_EXERCISE DETAILS_. Output the rows below as a numbered list with blank lines dropped. Leave the pictures out.

--- start of WORKING DATA ---

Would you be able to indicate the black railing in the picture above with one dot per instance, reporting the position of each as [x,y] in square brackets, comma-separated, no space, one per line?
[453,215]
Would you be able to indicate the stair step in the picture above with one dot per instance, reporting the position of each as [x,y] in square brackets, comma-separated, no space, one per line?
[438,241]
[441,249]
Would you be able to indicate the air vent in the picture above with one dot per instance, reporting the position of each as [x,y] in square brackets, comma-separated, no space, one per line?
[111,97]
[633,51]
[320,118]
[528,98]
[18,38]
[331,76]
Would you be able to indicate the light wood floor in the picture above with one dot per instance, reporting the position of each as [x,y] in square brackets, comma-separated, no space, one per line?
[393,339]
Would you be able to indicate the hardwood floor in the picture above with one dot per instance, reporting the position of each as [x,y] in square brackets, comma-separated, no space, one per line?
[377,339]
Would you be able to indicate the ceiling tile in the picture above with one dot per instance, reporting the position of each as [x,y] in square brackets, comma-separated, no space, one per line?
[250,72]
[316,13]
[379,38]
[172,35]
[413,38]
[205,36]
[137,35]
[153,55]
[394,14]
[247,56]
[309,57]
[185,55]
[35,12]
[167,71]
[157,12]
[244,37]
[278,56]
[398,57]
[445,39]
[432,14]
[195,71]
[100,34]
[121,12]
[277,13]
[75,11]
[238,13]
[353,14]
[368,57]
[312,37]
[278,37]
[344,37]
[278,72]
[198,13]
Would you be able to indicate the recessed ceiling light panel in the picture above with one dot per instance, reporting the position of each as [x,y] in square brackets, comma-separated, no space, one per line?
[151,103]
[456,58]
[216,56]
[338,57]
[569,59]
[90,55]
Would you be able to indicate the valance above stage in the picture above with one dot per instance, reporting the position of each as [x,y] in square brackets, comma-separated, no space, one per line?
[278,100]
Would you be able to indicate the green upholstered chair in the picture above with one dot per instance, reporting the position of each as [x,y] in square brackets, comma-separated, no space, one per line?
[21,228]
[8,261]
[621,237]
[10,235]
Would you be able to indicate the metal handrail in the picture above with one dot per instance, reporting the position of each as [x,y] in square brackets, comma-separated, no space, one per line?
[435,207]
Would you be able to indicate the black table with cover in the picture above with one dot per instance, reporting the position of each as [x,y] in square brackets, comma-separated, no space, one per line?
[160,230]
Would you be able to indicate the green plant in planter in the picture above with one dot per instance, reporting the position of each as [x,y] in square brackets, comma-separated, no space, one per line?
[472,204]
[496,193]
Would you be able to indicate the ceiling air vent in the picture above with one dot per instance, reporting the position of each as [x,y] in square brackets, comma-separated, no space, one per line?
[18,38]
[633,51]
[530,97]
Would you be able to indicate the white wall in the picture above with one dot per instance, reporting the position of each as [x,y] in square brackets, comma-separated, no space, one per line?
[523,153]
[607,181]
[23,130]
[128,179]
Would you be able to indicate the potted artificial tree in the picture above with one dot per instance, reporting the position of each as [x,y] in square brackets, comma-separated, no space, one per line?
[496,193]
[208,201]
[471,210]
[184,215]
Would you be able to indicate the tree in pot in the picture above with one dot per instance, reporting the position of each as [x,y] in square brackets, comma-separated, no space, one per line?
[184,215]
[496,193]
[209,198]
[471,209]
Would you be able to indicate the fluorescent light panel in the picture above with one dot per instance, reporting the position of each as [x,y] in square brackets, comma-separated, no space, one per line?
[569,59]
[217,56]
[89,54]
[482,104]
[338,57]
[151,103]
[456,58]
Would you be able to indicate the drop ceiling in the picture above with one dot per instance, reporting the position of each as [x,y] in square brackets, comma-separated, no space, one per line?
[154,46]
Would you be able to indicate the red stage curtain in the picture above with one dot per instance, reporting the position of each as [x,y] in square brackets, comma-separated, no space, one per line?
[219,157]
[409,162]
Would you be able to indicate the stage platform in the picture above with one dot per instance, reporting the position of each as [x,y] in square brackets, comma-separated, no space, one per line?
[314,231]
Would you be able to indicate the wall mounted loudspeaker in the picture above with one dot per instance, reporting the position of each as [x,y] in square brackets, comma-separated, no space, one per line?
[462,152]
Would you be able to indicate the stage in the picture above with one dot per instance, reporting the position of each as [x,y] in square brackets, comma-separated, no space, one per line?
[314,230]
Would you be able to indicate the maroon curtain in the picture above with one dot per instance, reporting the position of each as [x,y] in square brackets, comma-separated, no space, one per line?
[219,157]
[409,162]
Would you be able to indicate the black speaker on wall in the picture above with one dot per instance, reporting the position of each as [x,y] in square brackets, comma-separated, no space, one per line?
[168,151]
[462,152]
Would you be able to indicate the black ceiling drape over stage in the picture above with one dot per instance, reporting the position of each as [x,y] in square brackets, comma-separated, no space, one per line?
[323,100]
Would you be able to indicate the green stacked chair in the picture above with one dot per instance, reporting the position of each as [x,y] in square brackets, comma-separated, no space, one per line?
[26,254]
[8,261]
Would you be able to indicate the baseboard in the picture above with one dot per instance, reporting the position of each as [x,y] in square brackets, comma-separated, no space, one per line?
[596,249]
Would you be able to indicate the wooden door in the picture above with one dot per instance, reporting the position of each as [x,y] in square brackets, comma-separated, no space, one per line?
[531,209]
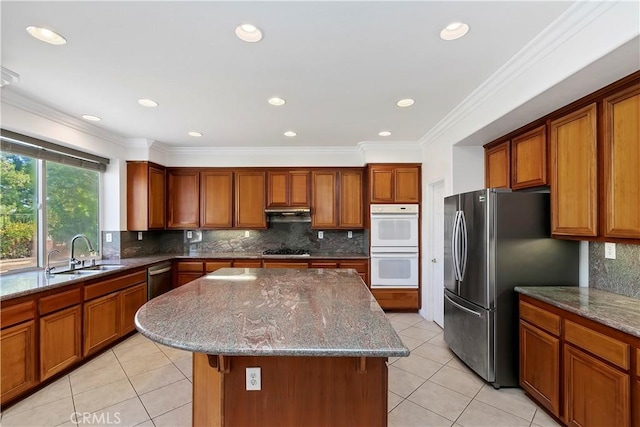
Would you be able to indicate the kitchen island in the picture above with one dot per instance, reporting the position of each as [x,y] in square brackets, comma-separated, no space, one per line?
[319,337]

--- end of WORKING DATA ---

_RESPONSE_.
1. Would you be able to indicate the black railing in the picture above with one dot per instance, reporting the position of each as [x,y] in square brackets, comma-separated, no space, one per line?
2. [453,215]
3. Would you be able to indicate the stair step in the picture above with one dot per instance, reporting the position of each as [x,y] in square brackets, comma-separated, no space, one per line?
4. [438,241]
5. [441,249]
6. Would you be able to indicate the air vent in the picture above with one dot per instance, reporting the position of each as [x,y] in square brackets, comma-separated, no space, one per line?
7. [111,97]
8. [633,51]
9. [320,118]
10. [528,98]
11. [18,38]
12. [331,76]
13. Would you be able to indicate the light wood floor in the picture above with one dot per instance, reporting the position of each as [x,y] in square brackets, comma-separated, no space, one per line?
14. [393,339]
15. Would you be able to indicate the hardwood floor in the picture above with one dot per instance, reporting the position of each as [x,y] in square brackets, comma-separated, no space, one per line?
16. [377,339]
17. Would you be able to indicate the ceiling tile in the picture above with one dot per instance, reporting the position of each as [x,y] in square brackets, comma-separated, no space, one per line?
18. [250,72]
19. [316,13]
20. [379,38]
21. [172,35]
22. [413,38]
23. [205,36]
24. [137,35]
25. [153,55]
26. [394,14]
27. [247,56]
28. [309,57]
29. [185,55]
30. [35,12]
31. [167,71]
32. [157,12]
33. [244,37]
34. [278,56]
35. [398,57]
36. [445,39]
37. [432,14]
38. [195,71]
39. [100,34]
40. [121,12]
41. [277,13]
42. [75,11]
43. [238,13]
44. [353,14]
45. [368,57]
46. [312,37]
47. [278,37]
48. [344,37]
49. [278,72]
50. [198,13]
51. Would you be able to indicate the recessed ceiling light panel in the picture above with one dot per instance, reporting the position of each as [x,y] in square brackets, comma-separated, no space, one per line?
52. [151,103]
53. [456,58]
54. [216,56]
55. [338,57]
56. [569,59]
57. [90,55]
58. Would you be able to indicate the valance above stage in the picture above with one dot per instance, reporting the position of each as [x,y] in square brackets, comma-separated, no space, one per line?
59. [278,100]
60. Would you be able to indicate the green upholstered chair in the picture above with one dot per instance, reporting the position of each as [x,y] in square brackets, comma-separated, no space, one per line?
61. [21,228]
62. [8,261]
63. [621,237]
64. [10,235]
65. Would you be able to indicate the metal handrail in the picture above with one dot per instance, reporting the position of each as [x,y] in square brackets, comma-separated, no space, one per line?
66. [435,207]
67. Would you be able to indicate the black table with cover in the picture above with one dot per instance, reporting the position of each as [x,y] in square brackets, comma-separated, no space, one per line?
68. [160,230]
69. Would you be able to indicate the green plant in planter in the picture above with one dot per instance, reporting the position of each as [x,y] in square brackets, comma-separated, no space, one per line?
70. [472,204]
71. [496,193]
72. Would you be able to indicate the ceiling air vent in the picture above with one dot per instance, reporting the position of each as [x,y] in square brackets, comma-separated, no space, one per line?
73. [18,38]
74. [633,51]
75. [530,97]
76. Would you be able to indicate the white wall in the picture above with one dot per instance, reporting the position of each as [x,y] in square brackets, comma-separated, no space, one per line?
77. [523,153]
78. [607,181]
79. [23,130]
80. [128,179]
81. Would you be able to indicate the potted artificial tree in the picture above with one dot per instance, reporting the position of each as [x,y] in square brackets, comma-separated, no space, one per line?
82. [496,193]
83. [208,201]
84. [471,210]
85. [184,215]
86. Would you be able to indicate the tree in pot in the picture above with one dot per instance, reporting the position of each as [x,y] in square brackets, comma-separated, no space, one per line?
87. [184,215]
88. [496,193]
89. [209,198]
90. [471,209]
91. Would you be able to indicate the fluorescent light panel in the picture above with one dot per instance, reporting the position of each as [x,y] in square brackets, comma-separated, no space, one per line?
92. [569,59]
93. [217,56]
94. [89,54]
95. [482,104]
96. [338,57]
97. [151,103]
98. [456,58]
99. Would you be able to indicate the drop ceiling in the picture above with one dot per instance, reporting the position of each as [x,y] in square brackets, comma-separated, no space, one per line?
100. [154,46]
101. Would you be able to indicate the red stage curtain in the picture above with one dot per instance, reporting the position of each as [x,y] in square brackets, comma-separated, no space, one per line?
102. [219,157]
103. [409,162]
104. Would you be able to indicate the stage platform in the picture above with one dot per instance, reporting the position of each as [x,y] in square brackets, comma-separated, no space, one per line?
105. [314,231]
106. Would you be able to indicate the wall mounted loudspeaker in the picture above with one dot per instance, reporting the position of each as [x,y] in square brackets, comma-separated, no space, one per line?
107. [462,152]
108. Would you be able to indicate the stage in the picture above with one dot per instance, reporting the position of each as [x,y] in square brackets, comma-separated, no space, one per line?
109. [314,230]
110. Would you be able to indicate the maroon curtain in the picture above with one dot per instance, reporting the position of each as [x,y] in square brackets, comma-separated, no space, one per line?
111. [219,157]
112. [409,162]
113. Would you be able to indicate the black speaker on wall in the picture above with one dot per instance, reporting the position of each as [x,y] in square brackets, comma-separated, no space, one per line?
114. [168,151]
115. [462,152]
116. Would you be able to indicate the black ceiling drape over stage in the picture above with one dot per instance, reporting the position of each as [x,y] in square brackets, comma-separated, no space, one per line?
117. [323,100]
118. Would you be able to indicate the green stacked chair in the picture above with one dot per instance, reporting the position of each as [x,y] in square brackets, comma-separated, no space, one per line?
119. [26,254]
120. [8,261]
121. Would you be able to indicate the baseboard in the picture above with one dot per instance, reporting the position of each as [x,y] in square brackets, comma-separated, no space, one per line?
122. [596,249]
123. Would you be able to indicate the wooden door in the picture above with one dot per instance, reporting the position of each as [x,y] in square brackets, comma-separated, no space, one per line?
124. [531,209]
125. Would you be able to indicate the kitchen island in the picture above with one dot per instance, reporting the position of each as [x,y] in square brackets, comma-separated, no space, one per line?
126. [319,337]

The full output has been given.